◆ Tasks and exercises:
**a)** Answer these from the text about potatoes at Fort Alexandria below:
(i) About how far from old Fort Alexandria was the spot where the potatoes were found?
(ii) In what month and year did Anderson write that eleven Indians were working the soil and that he had promised them seed potatoes?
(iii) According to Hussey, which fort grew the Ladies Finger potato?
**b)** Pick up the account of potatoes at Fort Alexandria after its last sentence and keep writing it.

◆ Source:
++++

Potatoes at Fort Alexandria
You may wonder why I am writing about a topic such as potatoes in the fur trade, but this is a subject that has caught some fur-trade-historians’ attention. Richard Mackie is writing about fur trade agriculture, and some of the Royal British Columbia Museum staff are growing Nootka and other potatoes in their backyards. There has also been a collection of potatoes brought down to Victoria by a person who had been raising them in his backyard — he said they were potatoes that were known to have been growing in the wild some time before the gold-miners reached the upper Fraser River in 1859 or so. At the same time, I met a young woman in the archives who was researching potatoes growing among the Native tribes in Pemberton Valley, that had not come from nearby Fort Langley!
Before 1858, the only people in the territory that was then called “New Caledonia” were the fur traders, and Natives. The place were the potatoes were found was no where near any of the fur trade posts in the interior. So, my immediate question was — how could the potatoes have got to that spot, which happened to be some fifty miles from old Fort Alexandria?
And as you see from my last post, I discovered that Alexander Caulfield Anderson had given a Native named “William a large pan full of potatoes with some turnip seed & carrots. The same to Columetra…” Both these men were Natives who lived at Williams Lake, perhaps, and in a village located on Chimney Creek.
But I already knew two years ago that Anderson had given some Natives potatoes to grow: in the Fort Alexandria journals I found that in April, 1846, Anderson wrote that “Eleven Indians [are] working the soil [at our] suggestion, and I have promised to supply them seed potatoes.” Descendants of these first potatoes, grown by the Natives at Fort Alexandria or on Chimney Creek, could have been transported anywhere by the Natives, and planted at, perhaps, a summer fishing village.
So then I did a little research on what kind of potatoes were grown at forts in the territory and elsewhere, and discovered that Fort Vancouver grew bush potatoes, red potatoes, early blue potatoes, Ladies Finger potato, and early ash leaf Kidney, according to Hussey, “Fort Vancouver Farm.” In a report of Mr. George Gibbs on the Indian tribes of the Territory of Washington, there was also a reference to mercer potatoes, and blue nose. These potatoes were already found among the tribes that surrounded Forts Nisqually [Tacoma] and Vancouver [Vancouver, WA] — of course, this was after the American settlers had reached Oregon Territory.

++++

◆ Material provided:
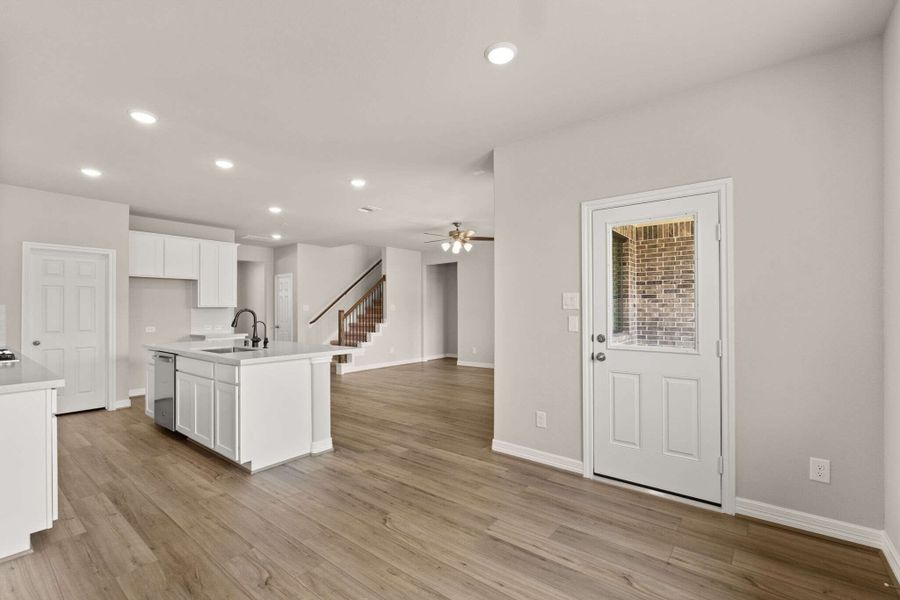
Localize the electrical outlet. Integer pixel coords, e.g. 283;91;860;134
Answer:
809;457;831;483
563;292;579;310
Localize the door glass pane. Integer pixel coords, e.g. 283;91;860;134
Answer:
608;216;697;350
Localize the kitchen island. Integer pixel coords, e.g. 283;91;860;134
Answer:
144;340;358;473
0;352;64;560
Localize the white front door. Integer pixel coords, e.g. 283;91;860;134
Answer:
275;273;294;342
591;194;722;504
22;245;112;413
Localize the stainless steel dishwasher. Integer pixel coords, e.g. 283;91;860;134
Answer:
148;352;175;431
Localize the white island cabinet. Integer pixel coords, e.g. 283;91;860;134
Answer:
146;340;358;472
0;353;64;560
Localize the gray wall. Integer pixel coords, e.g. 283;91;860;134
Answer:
128;277;195;390
422;247;494;366
492;39;884;528
884;8;900;546
0;184;129;400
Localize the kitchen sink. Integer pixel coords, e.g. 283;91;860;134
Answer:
203;346;262;354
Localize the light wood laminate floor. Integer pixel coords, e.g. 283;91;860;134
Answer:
0;360;896;600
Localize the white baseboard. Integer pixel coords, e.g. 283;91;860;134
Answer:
309;438;334;454
491;439;584;475
336;358;422;375
735;498;885;548
456;360;494;369
881;531;900;581
422;354;456;362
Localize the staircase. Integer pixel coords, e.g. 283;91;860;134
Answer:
331;275;387;363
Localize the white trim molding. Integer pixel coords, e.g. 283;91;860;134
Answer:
456;360;494;369
581;178;737;514
736;498;887;554
491;439;584;475
309;437;334;455
881;531;900;581
336;358;422;375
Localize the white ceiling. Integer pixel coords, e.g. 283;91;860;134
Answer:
0;0;894;248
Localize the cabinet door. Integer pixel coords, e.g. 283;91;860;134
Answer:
197;240;219;307
175;372;197;437
163;237;200;279
128;231;165;277
219;244;237;307
213;382;238;460
191;377;215;448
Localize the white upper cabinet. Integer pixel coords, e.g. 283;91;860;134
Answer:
163;237;200;279
128;231;237;308
197;240;237;308
128;231;165;277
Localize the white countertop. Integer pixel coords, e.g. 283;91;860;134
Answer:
0;348;66;394
144;340;360;366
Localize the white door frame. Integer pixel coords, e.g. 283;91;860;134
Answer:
581;178;736;515
19;242;117;410
272;272;297;342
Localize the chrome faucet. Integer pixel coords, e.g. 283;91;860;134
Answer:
231;308;269;348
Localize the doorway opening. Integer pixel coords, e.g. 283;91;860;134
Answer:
422;263;459;360
582;180;735;513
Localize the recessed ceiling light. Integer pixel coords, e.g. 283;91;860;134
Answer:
484;42;518;65
128;110;158;125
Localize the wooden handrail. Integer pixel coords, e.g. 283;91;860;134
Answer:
344;275;387;313
309;258;381;325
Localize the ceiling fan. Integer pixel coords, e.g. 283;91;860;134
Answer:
425;221;494;254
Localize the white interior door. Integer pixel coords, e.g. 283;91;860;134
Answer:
22;246;111;413
274;273;294;342
591;194;722;504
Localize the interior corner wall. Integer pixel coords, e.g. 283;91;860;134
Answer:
488;39;884;529
238;244;275;340
0;184;129;401
422;242;494;366
884;8;900;556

++++

◆ Answers for this exercise:
**a)**
(i) Some fifty miles.
(ii) April 1846.
(iii) Fort Vancouver.

**b)**
Now I am no expert in potatoes, so whatever I offer in this post is entirely unofficial! But what did I discover? In an early search I found nothing about the bush potato, but after a little thought (and research) I considered that Fort Vancouver’s bush potato might have been a sweet potato. Many sweet potato varieties grown on marigold-like vines, but there are some that grow on bushes. Sweet potatoes come from South America, they have orange colored flesh and white or orange skin, and is quite possibly what the fur traders called the bush potato.
Many of the other potatoes I was able to identify possibilities through a Heritage Potato site in England. The heritage red potatoes will probably be different from what we know as red-skinned potatoes today. Heritage red potatoes had a red flesh that would whiten as they cooked, and a red to purple colored skin.
Blue potatoes still exist and you can occasionally find them in grocery stores. They have a blue flesh and bluish-purplish skin and are quite beautiful. The early ash-leaf potato is listed on heritage sites and is a kidney shaped potato with a light buff skin.
Brotchie potatoes are a bit of a mystery to me. They are English potatoes imported to Fort Vancouver (and Fort Victoria) by sea Captain William Brotchie (of Brotchie Ledge fame) — hence their name. All I know is that they were an early kidney variety.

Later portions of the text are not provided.